***** Input data

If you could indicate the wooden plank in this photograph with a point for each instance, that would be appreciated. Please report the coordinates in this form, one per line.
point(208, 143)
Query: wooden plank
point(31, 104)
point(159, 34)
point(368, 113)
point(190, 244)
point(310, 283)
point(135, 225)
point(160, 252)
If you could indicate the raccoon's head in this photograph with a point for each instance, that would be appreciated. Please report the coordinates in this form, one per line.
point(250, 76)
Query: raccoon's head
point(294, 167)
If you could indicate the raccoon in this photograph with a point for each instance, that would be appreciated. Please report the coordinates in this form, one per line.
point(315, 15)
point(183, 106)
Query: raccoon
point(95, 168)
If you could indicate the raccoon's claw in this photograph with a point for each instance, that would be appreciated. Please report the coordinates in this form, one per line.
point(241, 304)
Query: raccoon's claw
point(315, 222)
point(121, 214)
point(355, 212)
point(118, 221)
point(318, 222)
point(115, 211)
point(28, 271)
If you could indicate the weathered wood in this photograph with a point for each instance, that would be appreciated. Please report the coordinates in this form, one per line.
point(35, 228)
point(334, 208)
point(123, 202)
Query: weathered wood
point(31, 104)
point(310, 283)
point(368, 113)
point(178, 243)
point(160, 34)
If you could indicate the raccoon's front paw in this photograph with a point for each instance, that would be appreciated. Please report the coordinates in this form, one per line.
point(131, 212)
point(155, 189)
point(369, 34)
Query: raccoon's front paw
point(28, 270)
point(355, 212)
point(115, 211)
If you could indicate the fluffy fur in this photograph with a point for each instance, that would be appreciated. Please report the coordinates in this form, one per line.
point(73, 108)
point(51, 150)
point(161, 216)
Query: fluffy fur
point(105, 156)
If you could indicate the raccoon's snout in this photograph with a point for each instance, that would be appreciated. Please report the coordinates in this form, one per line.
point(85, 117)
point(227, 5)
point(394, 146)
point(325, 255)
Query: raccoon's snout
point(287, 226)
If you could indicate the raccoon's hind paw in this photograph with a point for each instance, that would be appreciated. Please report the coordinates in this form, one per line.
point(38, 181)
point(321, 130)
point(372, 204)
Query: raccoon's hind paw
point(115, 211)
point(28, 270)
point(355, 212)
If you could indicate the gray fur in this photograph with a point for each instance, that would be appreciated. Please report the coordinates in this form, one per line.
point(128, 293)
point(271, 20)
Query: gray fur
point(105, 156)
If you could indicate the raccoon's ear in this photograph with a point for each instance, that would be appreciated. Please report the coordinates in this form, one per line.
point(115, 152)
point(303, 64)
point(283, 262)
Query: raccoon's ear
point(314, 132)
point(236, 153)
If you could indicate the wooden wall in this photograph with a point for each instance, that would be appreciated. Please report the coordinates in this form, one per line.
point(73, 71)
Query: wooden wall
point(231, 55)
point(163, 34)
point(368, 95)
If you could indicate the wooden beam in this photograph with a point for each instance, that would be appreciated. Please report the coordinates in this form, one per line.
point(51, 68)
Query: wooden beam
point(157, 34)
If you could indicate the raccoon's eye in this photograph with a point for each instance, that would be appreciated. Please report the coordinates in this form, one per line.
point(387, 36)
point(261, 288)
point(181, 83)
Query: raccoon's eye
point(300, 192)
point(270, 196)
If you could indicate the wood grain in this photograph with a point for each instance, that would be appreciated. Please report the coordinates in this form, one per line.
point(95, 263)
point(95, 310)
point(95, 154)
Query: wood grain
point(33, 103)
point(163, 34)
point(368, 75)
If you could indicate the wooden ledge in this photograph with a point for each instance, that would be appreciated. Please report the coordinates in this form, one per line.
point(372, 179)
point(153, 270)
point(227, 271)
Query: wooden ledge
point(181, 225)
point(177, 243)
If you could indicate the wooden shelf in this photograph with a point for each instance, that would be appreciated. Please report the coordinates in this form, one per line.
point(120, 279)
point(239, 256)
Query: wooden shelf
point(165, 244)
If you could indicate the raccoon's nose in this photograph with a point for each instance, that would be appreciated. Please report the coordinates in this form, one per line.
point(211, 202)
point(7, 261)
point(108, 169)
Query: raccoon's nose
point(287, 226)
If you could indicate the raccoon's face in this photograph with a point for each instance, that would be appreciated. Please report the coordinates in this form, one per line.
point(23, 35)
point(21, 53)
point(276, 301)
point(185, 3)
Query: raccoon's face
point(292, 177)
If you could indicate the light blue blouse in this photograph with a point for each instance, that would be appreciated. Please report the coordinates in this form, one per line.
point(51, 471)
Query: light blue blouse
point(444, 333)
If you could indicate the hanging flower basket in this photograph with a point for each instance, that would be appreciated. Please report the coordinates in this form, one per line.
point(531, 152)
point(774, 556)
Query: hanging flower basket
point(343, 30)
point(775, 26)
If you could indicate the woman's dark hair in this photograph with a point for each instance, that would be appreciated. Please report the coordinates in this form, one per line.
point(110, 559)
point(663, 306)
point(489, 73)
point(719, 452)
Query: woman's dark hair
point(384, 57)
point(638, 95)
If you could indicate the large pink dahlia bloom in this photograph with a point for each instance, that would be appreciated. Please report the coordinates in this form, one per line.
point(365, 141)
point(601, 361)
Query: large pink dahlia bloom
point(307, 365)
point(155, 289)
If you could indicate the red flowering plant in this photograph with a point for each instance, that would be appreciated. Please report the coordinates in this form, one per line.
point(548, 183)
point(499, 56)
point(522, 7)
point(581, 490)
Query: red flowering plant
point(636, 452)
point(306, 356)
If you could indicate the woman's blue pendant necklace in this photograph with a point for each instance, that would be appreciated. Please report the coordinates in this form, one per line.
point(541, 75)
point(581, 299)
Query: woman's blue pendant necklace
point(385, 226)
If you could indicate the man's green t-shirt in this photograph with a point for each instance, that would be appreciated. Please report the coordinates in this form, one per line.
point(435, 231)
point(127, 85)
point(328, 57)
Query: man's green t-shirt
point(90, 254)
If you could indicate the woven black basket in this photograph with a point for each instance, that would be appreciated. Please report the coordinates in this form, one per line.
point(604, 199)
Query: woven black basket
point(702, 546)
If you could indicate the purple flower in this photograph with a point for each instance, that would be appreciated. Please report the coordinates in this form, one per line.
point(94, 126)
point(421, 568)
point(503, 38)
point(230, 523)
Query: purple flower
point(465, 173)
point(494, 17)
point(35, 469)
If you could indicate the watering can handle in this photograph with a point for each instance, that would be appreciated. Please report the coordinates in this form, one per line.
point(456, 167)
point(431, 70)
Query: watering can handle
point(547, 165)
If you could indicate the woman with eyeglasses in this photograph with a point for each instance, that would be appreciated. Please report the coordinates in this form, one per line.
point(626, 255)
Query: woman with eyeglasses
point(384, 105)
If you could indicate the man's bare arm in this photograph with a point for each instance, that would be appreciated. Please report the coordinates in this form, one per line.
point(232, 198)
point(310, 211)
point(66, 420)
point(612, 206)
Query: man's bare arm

**********

Every record here must be output exactly, word for word.

| Output for this task |
If you could indicate the wooden plank in this photograph with a point for each instance, that would be appreciated. Please report the coordinates in this form, one per line.
point(208, 143)
Query: wooden plank
point(31, 104)
point(159, 34)
point(368, 113)
point(190, 244)
point(310, 283)
point(135, 225)
point(160, 252)
If you could indicate the raccoon's head in this photograph with a point for each instance, that would be appreciated. Please report the coordinates in this form, one per line.
point(250, 76)
Query: raccoon's head
point(294, 167)
If you could indicate the raccoon in this photograph with a point for each instance, that would be appreciated. Please report the coordinates in this form, one per line.
point(315, 15)
point(183, 106)
Query: raccoon
point(95, 168)
If you could indicate the raccoon's claw in this photograph with a point for each instance, that would be appreciated. Please report the coordinates in this form, one per line.
point(241, 304)
Query: raccoon's claw
point(315, 222)
point(121, 214)
point(355, 212)
point(118, 221)
point(318, 222)
point(115, 211)
point(28, 271)
If you could indicate the weathered wood in this photograph with a point for each instance, that would be appreciated. Please report the coordinates in this form, one per line.
point(35, 228)
point(334, 208)
point(123, 202)
Query: weathered wood
point(31, 104)
point(310, 283)
point(368, 113)
point(178, 243)
point(160, 34)
If you could indicate the raccoon's front paw in this photograph with a point for each instance, that would be appreciated. Please report the coordinates in this form, one per line.
point(131, 212)
point(155, 189)
point(369, 34)
Query: raccoon's front paw
point(28, 270)
point(355, 212)
point(115, 211)
If you could indicate the fluffy fur in this photograph with a point for each instance, that would be appreciated. Please report the coordinates in this form, one per line.
point(73, 108)
point(51, 150)
point(161, 216)
Query: fluffy fur
point(105, 156)
If you could indicate the raccoon's snout in this photograph with a point for each instance, that would be appreciated. Please report the coordinates in this form, one per line.
point(85, 117)
point(227, 5)
point(394, 146)
point(325, 255)
Query: raccoon's snout
point(287, 226)
If you could indicate the raccoon's hind paw in this photograph with a point for each instance, that would be appreciated. Please report the coordinates in this form, one per line.
point(38, 181)
point(321, 130)
point(372, 204)
Query: raccoon's hind paw
point(115, 211)
point(28, 270)
point(355, 212)
If you could indicate the gray fur in this photograph with a point for each instance, that would be appreciated. Please report the coordinates in this form, one per line.
point(128, 293)
point(271, 20)
Query: gray fur
point(105, 156)
If you could indicate the raccoon's ear in this photograph with a point for each instance, that would be appreciated. Please report the coordinates in this form, one per line.
point(115, 152)
point(303, 64)
point(283, 262)
Query: raccoon's ear
point(314, 132)
point(236, 153)
If you could indicate the wooden wall in this photograph with a point for each instance, that would be appreciated. Please report the coordinates in this form, one per line.
point(73, 71)
Query: wooden wall
point(231, 55)
point(163, 34)
point(368, 95)
If you could indicate the wooden beam in this photograph with a point for each instance, that would be appreciated. Please report the coordinates in this form, one per line.
point(51, 68)
Query: wooden beam
point(157, 34)
If you could indicate the raccoon's eye in this photograph with a point for each instance, that would be appreciated. Please report the coordinates in this form, one per line.
point(387, 36)
point(261, 288)
point(181, 83)
Query: raccoon's eye
point(300, 192)
point(270, 196)
If you could indicate the wood grain in this photograph with a point for each instance, that would be appreciated. Please report the coordinates in this form, one per line.
point(95, 263)
point(95, 310)
point(95, 154)
Query: wood grain
point(33, 103)
point(163, 34)
point(368, 75)
If you could indicate the wooden ledge in this photograph with a point for each instance, that would be appreciated. Please report the coordinates in this form, one per line.
point(372, 179)
point(153, 270)
point(227, 271)
Query: wooden ledge
point(181, 225)
point(177, 243)
If you could indicate the wooden shelf in this photograph with a point for each instance, that would be appreciated. Please report the coordinates in this form, one per line.
point(120, 279)
point(239, 256)
Query: wooden shelf
point(165, 244)
If you could indicate the raccoon's nose in this photograph with a point for each instance, that would be appreciated. Please report the coordinates in this form, one per line.
point(211, 202)
point(7, 261)
point(108, 169)
Query: raccoon's nose
point(287, 226)
If you could indicate the raccoon's face in this photograph with a point for each instance, that would be appreciated. Please report the coordinates in this form, one per line.
point(23, 35)
point(21, 53)
point(276, 301)
point(185, 3)
Query: raccoon's face
point(292, 177)
If you could indicate the light blue blouse in this photograph with a point for each instance, that would be appreciated. Please report the coordinates in this form, one per line.
point(51, 471)
Query: light blue blouse
point(444, 333)
If you could indicate the hanging flower basket in this photograph with a point for each instance, that would be appreciated. Please report the coordinates in this form, one per line.
point(531, 152)
point(774, 556)
Query: hanging flower basket
point(343, 30)
point(775, 26)
If you could indicate the woman's dark hair in this photograph with a point for each instance, that would be appreciated. Please report the coordinates in this form, one per line.
point(110, 559)
point(663, 306)
point(489, 73)
point(719, 452)
Query: woman's dark hair
point(384, 57)
point(638, 95)
If you could indicate the large pink dahlia bloom in this photograph with a point for each instance, that would be appreciated. Please report the coordinates in this form, one per line.
point(365, 141)
point(601, 361)
Query: large pink dahlia bloom
point(307, 365)
point(155, 289)
If you could indicate the red flowering plant in this photograph with a point for each instance, that would be appreciated. Please report the coordinates in this form, one per line.
point(548, 183)
point(499, 56)
point(522, 7)
point(581, 490)
Query: red flowering plant
point(636, 452)
point(306, 356)
If you could indicate the woman's blue pendant necklace in this photograph with a point for each instance, that would be appreciated. Please report the coordinates in this form, one per line.
point(541, 75)
point(581, 299)
Query: woman's blue pendant necklace
point(385, 226)
If you could indicate the man's green t-shirt in this photograph with a point for each instance, that would be appreciated. Please report the coordinates in this form, one per line.
point(435, 231)
point(127, 85)
point(328, 57)
Query: man's green t-shirt
point(90, 254)
If you could indicate the woven black basket in this photograph with a point for each instance, that would be appreciated. Please report the coordinates in this form, one per line.
point(604, 199)
Query: woven black basket
point(702, 546)
If you could indicate the purple flower in this photograph with a point for each instance, that would be appreciated. Please report the coordinates in this form, one per line.
point(94, 126)
point(421, 568)
point(503, 38)
point(230, 523)
Query: purple flower
point(465, 173)
point(494, 17)
point(35, 469)
If you could indicate the watering can handle in this photograph with a point for each instance, that would be appreciated. Please report the coordinates in this form, one per line.
point(456, 167)
point(431, 70)
Query: watering can handle
point(547, 165)
If you could indicate the woman with eyeglasses in this photograph with a point for each instance, that would be appreciated. Please report the coordinates in this form, one per line.
point(626, 255)
Query: woman with eyeglasses
point(384, 105)
If you could indicate the man's bare arm in this photograph with a point for each instance, that would be appreciated. Please report the coordinates in this form, one per line.
point(232, 198)
point(310, 211)
point(66, 420)
point(612, 206)
Query: man's bare arm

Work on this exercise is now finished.